REQUIREMENTS
Copy verbatim the lines from the one containing "Expected: the position of each instance of the green" through the end of the data.

Location identification data
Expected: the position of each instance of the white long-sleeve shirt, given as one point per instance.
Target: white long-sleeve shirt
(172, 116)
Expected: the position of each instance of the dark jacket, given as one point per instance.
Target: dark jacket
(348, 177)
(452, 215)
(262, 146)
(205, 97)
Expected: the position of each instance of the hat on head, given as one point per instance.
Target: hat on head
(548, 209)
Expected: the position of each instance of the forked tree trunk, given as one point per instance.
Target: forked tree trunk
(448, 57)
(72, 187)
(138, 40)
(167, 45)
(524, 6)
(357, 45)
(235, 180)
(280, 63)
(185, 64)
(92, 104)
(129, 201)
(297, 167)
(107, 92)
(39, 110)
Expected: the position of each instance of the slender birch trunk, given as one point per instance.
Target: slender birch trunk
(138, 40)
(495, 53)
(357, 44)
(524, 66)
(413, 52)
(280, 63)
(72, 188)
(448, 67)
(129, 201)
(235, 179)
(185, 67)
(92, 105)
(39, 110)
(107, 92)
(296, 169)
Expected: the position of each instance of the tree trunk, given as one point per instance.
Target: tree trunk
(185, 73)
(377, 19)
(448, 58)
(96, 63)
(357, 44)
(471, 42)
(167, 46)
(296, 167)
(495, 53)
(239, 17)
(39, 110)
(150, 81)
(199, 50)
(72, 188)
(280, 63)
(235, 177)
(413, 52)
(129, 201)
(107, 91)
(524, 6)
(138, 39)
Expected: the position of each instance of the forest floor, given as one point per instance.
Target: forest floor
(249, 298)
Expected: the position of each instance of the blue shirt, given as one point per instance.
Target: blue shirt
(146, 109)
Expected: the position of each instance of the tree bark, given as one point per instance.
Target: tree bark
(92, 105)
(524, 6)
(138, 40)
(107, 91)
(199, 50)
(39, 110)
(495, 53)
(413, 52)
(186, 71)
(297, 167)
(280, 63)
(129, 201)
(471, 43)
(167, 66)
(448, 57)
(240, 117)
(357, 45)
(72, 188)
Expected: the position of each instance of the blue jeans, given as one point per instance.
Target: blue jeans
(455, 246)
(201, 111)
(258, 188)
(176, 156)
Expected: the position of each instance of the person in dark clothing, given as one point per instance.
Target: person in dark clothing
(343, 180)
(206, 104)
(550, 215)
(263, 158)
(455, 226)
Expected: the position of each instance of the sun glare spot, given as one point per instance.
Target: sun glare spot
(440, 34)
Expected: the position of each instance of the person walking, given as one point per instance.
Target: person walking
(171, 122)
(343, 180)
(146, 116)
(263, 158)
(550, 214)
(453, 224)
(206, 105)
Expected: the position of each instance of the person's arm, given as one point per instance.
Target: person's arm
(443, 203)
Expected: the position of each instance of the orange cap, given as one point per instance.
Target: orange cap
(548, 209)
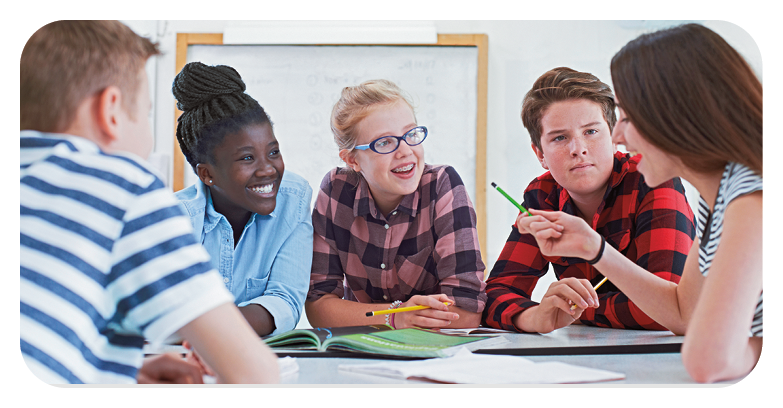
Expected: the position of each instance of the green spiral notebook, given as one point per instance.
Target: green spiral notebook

CORRECT RESPONSE
Expected: the position of each instance of the green spiral notebook, given as one point per instance.
Target: green spiral notebook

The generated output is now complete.